→ REQUIRED WORK
Extract the line that contains "such as [409,190]." and every line after it to the end of the records below, exactly as written and nothing else.

Data records
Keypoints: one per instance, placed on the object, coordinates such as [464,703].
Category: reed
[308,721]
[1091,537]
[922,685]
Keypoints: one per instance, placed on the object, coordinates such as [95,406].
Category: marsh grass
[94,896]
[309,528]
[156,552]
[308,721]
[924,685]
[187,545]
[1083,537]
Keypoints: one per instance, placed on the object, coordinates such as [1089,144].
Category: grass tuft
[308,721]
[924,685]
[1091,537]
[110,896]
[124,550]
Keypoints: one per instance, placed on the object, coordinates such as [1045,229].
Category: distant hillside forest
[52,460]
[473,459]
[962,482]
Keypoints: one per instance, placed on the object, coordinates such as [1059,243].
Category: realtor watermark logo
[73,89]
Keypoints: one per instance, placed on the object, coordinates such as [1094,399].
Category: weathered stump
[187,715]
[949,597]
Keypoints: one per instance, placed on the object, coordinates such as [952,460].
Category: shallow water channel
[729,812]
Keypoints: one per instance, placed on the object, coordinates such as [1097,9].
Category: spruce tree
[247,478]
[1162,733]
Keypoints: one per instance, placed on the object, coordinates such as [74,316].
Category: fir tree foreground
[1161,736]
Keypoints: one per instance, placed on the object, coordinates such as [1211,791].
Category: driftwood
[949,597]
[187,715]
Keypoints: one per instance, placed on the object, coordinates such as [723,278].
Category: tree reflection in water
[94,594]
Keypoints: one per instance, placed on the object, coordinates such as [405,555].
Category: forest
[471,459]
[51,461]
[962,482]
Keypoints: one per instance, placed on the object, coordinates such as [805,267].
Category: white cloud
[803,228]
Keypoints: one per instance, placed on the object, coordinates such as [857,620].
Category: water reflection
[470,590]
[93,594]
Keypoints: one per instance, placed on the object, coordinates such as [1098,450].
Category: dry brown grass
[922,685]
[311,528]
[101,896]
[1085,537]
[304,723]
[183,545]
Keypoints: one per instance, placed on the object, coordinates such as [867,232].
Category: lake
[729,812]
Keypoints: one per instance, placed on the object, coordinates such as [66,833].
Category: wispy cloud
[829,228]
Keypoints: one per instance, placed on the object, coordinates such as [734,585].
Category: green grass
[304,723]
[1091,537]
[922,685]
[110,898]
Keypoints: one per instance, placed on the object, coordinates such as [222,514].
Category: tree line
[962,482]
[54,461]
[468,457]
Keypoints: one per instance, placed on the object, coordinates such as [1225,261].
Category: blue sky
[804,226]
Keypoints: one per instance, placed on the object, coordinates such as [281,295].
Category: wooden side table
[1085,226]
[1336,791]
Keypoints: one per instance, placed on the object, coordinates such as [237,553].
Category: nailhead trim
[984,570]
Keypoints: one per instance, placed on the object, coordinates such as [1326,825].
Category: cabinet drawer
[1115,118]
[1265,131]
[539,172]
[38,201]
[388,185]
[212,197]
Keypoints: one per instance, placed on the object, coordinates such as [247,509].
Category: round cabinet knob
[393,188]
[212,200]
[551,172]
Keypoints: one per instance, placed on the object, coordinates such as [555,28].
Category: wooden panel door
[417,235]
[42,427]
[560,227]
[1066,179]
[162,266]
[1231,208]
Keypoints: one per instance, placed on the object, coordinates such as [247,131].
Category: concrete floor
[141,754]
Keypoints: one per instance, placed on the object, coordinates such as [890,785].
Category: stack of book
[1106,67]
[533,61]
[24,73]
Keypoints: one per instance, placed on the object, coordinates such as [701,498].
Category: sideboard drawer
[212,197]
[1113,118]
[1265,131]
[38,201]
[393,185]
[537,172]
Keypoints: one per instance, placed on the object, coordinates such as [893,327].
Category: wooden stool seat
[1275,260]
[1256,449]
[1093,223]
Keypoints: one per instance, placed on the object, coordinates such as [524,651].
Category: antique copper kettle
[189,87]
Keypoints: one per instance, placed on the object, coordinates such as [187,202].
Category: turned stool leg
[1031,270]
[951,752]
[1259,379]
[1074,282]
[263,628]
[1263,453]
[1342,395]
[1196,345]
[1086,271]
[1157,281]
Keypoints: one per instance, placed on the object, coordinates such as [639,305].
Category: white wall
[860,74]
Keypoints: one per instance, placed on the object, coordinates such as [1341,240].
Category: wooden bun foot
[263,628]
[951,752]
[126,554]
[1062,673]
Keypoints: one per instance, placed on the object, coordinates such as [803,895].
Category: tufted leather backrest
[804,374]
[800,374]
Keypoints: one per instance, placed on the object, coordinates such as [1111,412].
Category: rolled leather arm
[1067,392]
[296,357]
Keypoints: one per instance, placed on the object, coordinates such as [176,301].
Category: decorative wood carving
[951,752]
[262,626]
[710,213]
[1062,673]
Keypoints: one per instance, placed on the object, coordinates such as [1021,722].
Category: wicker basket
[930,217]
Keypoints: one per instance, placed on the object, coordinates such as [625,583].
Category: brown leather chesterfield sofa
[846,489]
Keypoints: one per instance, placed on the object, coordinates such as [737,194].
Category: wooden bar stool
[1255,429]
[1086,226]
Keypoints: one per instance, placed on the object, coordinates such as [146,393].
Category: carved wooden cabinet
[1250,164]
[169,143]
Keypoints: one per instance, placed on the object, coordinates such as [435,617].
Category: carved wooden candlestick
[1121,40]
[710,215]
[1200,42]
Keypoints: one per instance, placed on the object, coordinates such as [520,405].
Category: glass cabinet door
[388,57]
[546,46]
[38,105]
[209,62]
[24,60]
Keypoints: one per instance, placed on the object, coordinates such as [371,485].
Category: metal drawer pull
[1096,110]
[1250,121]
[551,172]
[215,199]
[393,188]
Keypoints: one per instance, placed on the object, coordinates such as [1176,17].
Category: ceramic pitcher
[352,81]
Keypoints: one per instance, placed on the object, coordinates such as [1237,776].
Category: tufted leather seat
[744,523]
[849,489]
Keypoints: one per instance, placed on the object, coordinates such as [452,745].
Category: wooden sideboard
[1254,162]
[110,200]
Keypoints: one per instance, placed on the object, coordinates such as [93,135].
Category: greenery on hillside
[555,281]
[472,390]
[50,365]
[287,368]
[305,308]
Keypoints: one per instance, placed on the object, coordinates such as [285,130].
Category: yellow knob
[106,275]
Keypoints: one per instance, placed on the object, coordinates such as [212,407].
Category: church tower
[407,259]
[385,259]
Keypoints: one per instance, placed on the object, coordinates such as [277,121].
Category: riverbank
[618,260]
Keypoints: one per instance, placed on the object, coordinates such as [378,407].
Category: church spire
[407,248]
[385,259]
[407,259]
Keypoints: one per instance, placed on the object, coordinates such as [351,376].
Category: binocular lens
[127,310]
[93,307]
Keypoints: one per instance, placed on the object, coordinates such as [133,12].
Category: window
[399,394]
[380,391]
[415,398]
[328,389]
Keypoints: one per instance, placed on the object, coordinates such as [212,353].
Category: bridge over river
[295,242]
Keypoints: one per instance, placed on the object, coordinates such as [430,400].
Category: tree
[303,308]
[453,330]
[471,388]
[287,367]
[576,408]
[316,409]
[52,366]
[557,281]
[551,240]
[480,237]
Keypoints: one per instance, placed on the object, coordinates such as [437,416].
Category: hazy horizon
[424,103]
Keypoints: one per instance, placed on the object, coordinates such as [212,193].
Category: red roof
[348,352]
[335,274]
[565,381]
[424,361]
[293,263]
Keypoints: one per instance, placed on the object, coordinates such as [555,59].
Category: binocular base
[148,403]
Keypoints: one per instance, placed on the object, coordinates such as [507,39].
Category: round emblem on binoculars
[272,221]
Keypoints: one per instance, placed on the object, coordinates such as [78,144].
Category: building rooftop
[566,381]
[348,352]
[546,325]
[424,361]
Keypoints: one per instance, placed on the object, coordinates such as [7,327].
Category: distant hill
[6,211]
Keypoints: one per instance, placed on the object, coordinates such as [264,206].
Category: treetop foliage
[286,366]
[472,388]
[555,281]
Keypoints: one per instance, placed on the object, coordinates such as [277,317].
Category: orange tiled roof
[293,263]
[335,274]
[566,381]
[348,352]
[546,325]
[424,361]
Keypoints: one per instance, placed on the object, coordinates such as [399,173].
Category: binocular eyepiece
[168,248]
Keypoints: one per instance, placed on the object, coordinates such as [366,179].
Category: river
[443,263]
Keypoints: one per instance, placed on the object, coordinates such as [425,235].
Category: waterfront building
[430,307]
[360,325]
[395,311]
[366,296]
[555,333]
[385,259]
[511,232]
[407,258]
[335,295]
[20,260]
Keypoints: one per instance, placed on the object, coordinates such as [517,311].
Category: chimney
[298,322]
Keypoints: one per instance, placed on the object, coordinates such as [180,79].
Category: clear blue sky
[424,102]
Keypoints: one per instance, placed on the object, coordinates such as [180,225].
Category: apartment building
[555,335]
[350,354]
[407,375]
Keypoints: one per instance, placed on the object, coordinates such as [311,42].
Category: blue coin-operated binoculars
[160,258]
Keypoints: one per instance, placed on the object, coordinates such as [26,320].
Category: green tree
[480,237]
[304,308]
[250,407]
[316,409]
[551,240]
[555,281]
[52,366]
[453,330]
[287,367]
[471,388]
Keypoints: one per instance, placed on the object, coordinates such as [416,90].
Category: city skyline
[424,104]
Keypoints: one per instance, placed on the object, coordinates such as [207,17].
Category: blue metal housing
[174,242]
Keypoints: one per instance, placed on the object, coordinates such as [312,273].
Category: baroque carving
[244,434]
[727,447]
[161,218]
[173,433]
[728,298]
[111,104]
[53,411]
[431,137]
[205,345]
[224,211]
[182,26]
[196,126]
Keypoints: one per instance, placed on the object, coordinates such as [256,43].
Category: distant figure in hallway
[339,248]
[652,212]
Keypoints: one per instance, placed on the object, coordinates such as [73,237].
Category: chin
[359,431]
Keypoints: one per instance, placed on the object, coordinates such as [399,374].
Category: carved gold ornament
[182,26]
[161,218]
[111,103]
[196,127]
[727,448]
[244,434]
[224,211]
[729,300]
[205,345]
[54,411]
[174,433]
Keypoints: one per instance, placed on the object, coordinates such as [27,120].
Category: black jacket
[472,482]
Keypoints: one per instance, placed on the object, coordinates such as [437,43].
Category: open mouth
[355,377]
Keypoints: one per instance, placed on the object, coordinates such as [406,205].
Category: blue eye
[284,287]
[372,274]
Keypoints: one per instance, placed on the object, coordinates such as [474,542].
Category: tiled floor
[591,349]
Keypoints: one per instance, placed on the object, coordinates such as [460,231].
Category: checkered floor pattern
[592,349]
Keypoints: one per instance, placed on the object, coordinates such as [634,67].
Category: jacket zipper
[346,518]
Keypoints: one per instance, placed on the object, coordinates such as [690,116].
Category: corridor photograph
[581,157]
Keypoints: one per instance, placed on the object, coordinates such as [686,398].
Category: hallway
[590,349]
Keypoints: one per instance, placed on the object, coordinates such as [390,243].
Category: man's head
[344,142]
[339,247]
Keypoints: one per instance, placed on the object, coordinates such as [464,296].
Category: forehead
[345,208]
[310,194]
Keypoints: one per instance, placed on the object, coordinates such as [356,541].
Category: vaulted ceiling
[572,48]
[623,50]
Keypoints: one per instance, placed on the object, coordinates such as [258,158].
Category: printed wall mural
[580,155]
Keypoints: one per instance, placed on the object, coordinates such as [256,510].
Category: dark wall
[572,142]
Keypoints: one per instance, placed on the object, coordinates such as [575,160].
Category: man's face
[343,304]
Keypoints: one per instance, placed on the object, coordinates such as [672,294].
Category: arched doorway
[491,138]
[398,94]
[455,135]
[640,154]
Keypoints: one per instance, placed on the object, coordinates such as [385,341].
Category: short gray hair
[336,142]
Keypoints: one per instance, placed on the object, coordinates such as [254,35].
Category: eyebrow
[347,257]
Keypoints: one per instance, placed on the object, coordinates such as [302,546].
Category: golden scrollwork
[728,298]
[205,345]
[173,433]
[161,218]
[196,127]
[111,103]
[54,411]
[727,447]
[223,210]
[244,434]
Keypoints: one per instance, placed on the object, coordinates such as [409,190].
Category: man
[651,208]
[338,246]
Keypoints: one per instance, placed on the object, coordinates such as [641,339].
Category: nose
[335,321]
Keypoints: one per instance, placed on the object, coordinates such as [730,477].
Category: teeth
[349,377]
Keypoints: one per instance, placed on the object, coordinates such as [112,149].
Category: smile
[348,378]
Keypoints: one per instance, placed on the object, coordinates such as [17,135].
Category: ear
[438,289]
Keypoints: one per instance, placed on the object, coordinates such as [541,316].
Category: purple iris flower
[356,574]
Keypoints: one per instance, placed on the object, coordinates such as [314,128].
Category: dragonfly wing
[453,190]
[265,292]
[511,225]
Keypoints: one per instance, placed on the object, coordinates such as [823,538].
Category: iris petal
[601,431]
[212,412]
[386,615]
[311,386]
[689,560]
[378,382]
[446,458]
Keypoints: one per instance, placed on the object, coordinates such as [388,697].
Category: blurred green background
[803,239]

→ RIGHT ANSWER
Keypoints: one per instance, placed on the object, coordinates such as [409,190].
Category: man
[651,208]
[338,246]
Keypoints: one per instance, placed on the object, coordinates such as [641,339].
Category: nose
[335,321]
Keypoints: one per instance, placed on the object, coordinates such as [730,477].
Category: teeth
[349,377]
Keypoints: one per instance, placed on the object, coordinates such as [112,149].
Category: smile
[348,378]
Keypoints: one per instance, placed on the object, coordinates such as [17,135].
Category: ear
[438,289]
Keypoints: one per instance, placed on the object, coordinates such as [541,316].
Category: purple iris flower
[356,574]
Keypoints: one per instance, placed on the object, coordinates such as [314,128].
Category: dragonfly wing
[453,190]
[265,292]
[511,225]
Keypoints: one per instance, placed on the object, coordinates such as [823,538].
Category: iris petal
[601,431]
[212,412]
[386,615]
[311,386]
[689,560]
[378,382]
[446,458]
Keypoints: one per instance, placed on the object, coordinates such as [388,697].
Category: blurred green background
[803,239]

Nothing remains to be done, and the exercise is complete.